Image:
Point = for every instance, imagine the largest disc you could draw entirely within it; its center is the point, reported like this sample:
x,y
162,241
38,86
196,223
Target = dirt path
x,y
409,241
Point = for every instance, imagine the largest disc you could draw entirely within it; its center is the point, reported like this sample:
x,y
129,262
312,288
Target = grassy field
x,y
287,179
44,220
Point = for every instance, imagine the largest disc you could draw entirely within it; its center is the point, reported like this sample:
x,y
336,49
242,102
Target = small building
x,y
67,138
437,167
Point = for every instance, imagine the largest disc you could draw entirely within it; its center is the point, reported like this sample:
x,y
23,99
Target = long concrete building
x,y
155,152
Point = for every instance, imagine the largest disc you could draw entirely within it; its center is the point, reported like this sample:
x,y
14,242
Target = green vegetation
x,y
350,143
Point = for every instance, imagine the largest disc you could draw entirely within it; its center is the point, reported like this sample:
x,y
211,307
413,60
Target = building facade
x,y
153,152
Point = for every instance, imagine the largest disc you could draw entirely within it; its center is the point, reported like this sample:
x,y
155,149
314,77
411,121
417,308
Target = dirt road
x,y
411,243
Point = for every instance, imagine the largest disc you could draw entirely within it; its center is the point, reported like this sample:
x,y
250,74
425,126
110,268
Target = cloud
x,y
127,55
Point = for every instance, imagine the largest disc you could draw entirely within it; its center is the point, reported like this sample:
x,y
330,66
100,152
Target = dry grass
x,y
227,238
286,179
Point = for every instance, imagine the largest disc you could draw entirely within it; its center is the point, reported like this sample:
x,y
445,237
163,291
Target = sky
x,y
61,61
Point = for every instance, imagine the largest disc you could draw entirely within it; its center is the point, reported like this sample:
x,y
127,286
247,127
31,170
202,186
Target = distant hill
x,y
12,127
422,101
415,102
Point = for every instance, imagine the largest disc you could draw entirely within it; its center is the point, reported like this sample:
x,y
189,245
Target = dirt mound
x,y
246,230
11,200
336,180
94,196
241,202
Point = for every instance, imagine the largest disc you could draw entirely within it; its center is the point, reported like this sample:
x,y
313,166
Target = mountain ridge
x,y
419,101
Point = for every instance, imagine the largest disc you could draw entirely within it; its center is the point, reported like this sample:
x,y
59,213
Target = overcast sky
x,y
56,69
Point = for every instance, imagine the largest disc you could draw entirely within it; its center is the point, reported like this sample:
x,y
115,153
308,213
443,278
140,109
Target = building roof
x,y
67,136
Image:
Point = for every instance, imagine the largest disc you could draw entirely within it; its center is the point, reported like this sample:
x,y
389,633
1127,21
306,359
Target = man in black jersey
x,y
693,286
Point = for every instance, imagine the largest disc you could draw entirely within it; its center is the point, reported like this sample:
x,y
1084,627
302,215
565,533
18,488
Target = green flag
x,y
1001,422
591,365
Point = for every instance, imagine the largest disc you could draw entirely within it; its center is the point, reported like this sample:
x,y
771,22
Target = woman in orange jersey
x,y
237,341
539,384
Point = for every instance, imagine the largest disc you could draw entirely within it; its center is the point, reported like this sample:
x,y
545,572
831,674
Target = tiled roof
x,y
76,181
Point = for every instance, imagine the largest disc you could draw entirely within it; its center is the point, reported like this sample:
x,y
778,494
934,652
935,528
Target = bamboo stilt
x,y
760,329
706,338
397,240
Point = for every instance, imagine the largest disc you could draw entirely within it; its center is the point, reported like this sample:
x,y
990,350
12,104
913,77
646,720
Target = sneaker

● **Assigned task**: Give the records again, exactly as they appear.

● **Solution to the problem**:
Image:
Point = for every instance, imagine the largest disc you could draw entirely within it; its center is the point, reported like this sample:
x,y
162,241
38,86
196,223
Target = dirt path
x,y
409,241
Point = for every instance, imagine the largest disc you could draw entirely within it; its center is the point, reported like this sample:
x,y
129,262
312,288
Target = grassy field
x,y
287,179
44,220
Point = for every instance, imagine the largest disc you could draw entirely within it; its center is the point, reported like this sample:
x,y
336,49
242,102
Target = small building
x,y
67,138
437,167
Point = for every instance, imagine the largest disc you could draw entirely within it; its center is the point, reported like this sample:
x,y
23,99
Target = long concrete building
x,y
155,152
Point = for every instance, imagine the largest disc you could draw entirely within it; its center is the point, reported like this sample:
x,y
14,242
Target = green vegetation
x,y
350,143
Point = for every instance, imagine the largest disc you could draw entirely within it; its center is the point, reported like this sample:
x,y
211,307
413,60
Target = building facade
x,y
153,152
Point = for every instance, imagine the largest disc you could draw entirely within it; its center is the point, reported like this sample:
x,y
155,149
314,77
411,121
417,308
Target = dirt road
x,y
411,243
Point = for every instance, imagine the largest disc you could draw entirely within it; its center is the point, reported like this sample:
x,y
250,74
425,126
110,268
Target = cloud
x,y
127,55
Point = for every instance, imagine the largest disc you could draw entirely within it; its center is the point, reported like this sample:
x,y
330,66
100,152
Target = dry grass
x,y
227,238
286,179
Point = for every instance, imagine the largest disc you could draw entirely within it; its center is the point, reported like this sample:
x,y
445,237
163,291
Target = sky
x,y
61,61
Point = for every instance, imagine the largest disc you could draw entirely within it; its center is the point, reported like this sample:
x,y
127,286
247,127
31,170
202,186
Target = distant hill
x,y
12,127
422,101
415,102
Point = for every instance, imagine the largest disc you could draw entirely within it; its center is the point, reported like this sample:
x,y
189,245
Target = dirt mound
x,y
246,230
11,200
336,180
94,196
241,202
Point = for every instance, imagine the largest disc you could draw entirely within it; its center is the point, reported like this sample:
x,y
313,166
Target = mountain ridge
x,y
419,101
Point = for every instance, imagine the largest disc you could draw entirely within it; its center is the point, reported like this sample:
x,y
59,213
Target = overcast sky
x,y
56,69
Point = for every instance, imagine the largest disc you could draw entirely within it; its center is the point, reported like this sample:
x,y
115,153
308,213
443,278
140,109
Target = building roof
x,y
67,136
Image:
Point = for every instance, imagine the largest disc you could draw entirely within it; its center is the point, reported like this sample:
x,y
389,633
1127,21
306,359
Target = man in black jersey
x,y
693,286
Point = for every instance, imagine the largest disc you could draw entirely within it; its center is the point, reported like this sample:
x,y
1084,627
302,215
565,533
18,488
Target = green flag
x,y
1001,422
591,365
Point = for every instance, imagine the largest disc you could draw entirely within it; its center is the point, reported like this sample:
x,y
771,22
Target = woman in orange jersey
x,y
237,341
539,384
Point = for every instance, imagine the largest disc you could draw entirely within it; its center is the point, reported like this sample:
x,y
545,572
831,674
Target = tiled roof
x,y
76,181
Point = for every instance, imagine the largest disc you could draw entirely within it; its center is the point, reported like this sample:
x,y
778,494
934,652
935,528
Target = bamboo stilt
x,y
760,329
706,338
397,240
Point = for every instance, imagine the largest disc you could draw entirely within it; its center is the point, reported like this sample:
x,y
990,350
12,104
913,77
646,720
Target = sneaker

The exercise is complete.